**PROMPT:** Your task is to retype, exactly and only, the lines from the one containing "Target: pink leaf" to the final line of the entries, leaving out all pictures.

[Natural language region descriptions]

--------------------

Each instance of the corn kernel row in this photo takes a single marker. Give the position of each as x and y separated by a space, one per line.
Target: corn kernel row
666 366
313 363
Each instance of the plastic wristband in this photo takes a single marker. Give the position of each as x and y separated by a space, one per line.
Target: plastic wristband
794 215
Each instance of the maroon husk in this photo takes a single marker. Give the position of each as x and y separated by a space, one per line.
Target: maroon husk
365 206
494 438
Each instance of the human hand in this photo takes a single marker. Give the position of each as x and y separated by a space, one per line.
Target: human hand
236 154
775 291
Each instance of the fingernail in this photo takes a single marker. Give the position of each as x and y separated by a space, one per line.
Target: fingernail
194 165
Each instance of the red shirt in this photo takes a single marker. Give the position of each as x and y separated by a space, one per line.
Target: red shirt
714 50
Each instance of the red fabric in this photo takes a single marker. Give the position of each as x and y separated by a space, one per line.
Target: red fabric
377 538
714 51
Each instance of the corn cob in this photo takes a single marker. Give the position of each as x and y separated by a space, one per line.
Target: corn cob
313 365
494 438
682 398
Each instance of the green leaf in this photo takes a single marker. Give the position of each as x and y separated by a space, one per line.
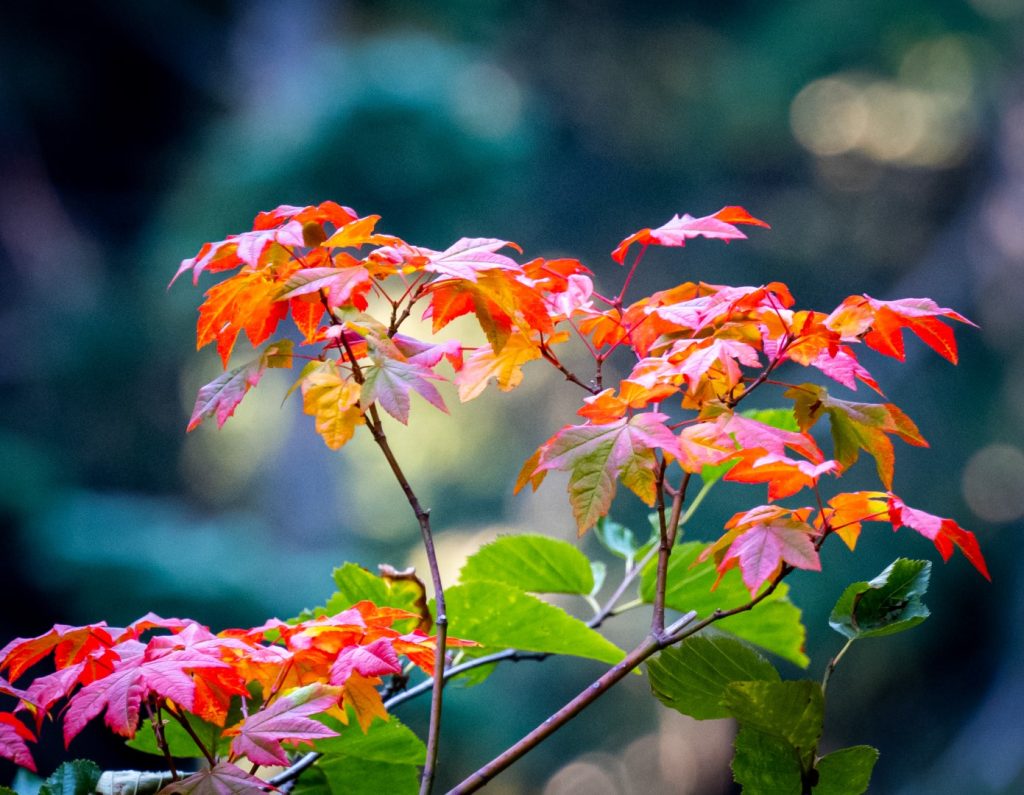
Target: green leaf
856 426
531 562
26 783
77 778
691 677
713 472
764 763
891 602
355 584
617 539
346 776
793 711
386 758
774 624
501 616
179 742
847 771
782 419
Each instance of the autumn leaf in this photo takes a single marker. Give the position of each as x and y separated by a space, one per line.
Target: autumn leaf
13 735
236 250
945 534
333 402
222 779
784 475
506 367
761 540
388 382
248 301
856 426
881 324
599 455
467 257
221 396
680 228
259 737
847 511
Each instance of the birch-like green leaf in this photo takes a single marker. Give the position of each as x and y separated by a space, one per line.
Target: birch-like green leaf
691 677
530 562
891 602
774 624
847 771
501 616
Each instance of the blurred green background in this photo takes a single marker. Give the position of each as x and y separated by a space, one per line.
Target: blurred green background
883 141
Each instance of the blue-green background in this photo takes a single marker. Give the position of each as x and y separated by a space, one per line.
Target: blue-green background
883 141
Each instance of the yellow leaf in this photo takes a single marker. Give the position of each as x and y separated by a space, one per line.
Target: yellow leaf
334 403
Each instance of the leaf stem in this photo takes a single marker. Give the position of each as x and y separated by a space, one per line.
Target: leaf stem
669 529
376 427
833 663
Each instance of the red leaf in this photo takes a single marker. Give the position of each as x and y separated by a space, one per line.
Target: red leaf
12 746
468 257
680 228
376 659
222 779
945 534
221 396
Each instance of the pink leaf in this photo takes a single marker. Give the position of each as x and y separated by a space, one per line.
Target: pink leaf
468 257
376 659
945 534
259 737
12 746
222 779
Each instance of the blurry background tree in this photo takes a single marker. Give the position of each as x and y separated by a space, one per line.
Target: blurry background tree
884 141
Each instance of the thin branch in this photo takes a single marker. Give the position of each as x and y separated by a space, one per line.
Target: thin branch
669 529
681 629
180 716
158 729
833 663
376 427
549 354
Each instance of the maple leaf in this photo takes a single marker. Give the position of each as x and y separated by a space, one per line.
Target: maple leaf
346 282
856 426
140 671
222 779
506 366
221 396
881 324
333 402
945 534
363 697
247 300
359 232
847 511
376 659
259 737
69 645
13 735
784 475
680 228
599 455
607 407
236 250
467 257
326 212
499 299
761 540
389 380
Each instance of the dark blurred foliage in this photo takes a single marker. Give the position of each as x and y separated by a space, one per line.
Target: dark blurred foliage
884 141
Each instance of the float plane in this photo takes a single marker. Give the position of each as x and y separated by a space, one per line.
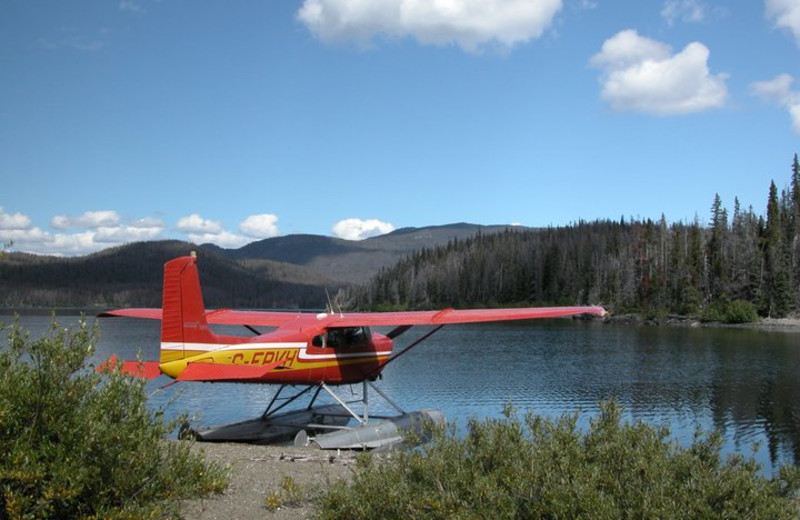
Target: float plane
309 352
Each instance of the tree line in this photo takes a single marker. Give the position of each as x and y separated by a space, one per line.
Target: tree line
737 264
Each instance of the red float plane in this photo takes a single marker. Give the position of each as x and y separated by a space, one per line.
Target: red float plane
313 351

--------------------

**TASK OUTPUT:**
Target: pink leaf
468 257
376 659
945 534
259 737
12 746
222 779
Each instance of the blurry background tree in this photo takes a single marker. Give the position of each as x and y separated by a space, one per line.
Target: blurry background tree
884 141
Each instance of the thin branch in this photo takes a single marker. Give the position of each as x and y separated by a space, one per line.
Target: thin branch
669 529
681 629
180 716
158 729
833 663
376 427
549 354
Each instance of the maple leaf in this photo takes a single marker. Give the position of each as x and y separated by a space, one per line.
Target: maple leaf
346 282
856 426
140 671
222 779
506 366
221 396
881 324
333 402
945 534
363 697
247 300
359 232
847 511
376 659
259 737
69 645
13 735
784 475
680 228
599 455
607 407
236 250
467 257
326 212
499 299
761 540
389 380
Each instance of the dark blurred foliage in this photo takes a single marker. Give the position of each as x and y separated by a space, one per line.
Target: dark blurred foliage
884 141
Each instance of the float plane in this photo takes a single marker. Give the position of each as x and y separated by a space, one per line.
Target: float plane
309 352
Each instance of the tree line in this photo takes a single marker. Give the position of each as x and y separated by a space, one per line.
Target: tree line
737 264
Each instance of the red float plane in this photo takes a single marker. Give the position of each as x and y separated by a space, one per line.
Target: red float plane
313 351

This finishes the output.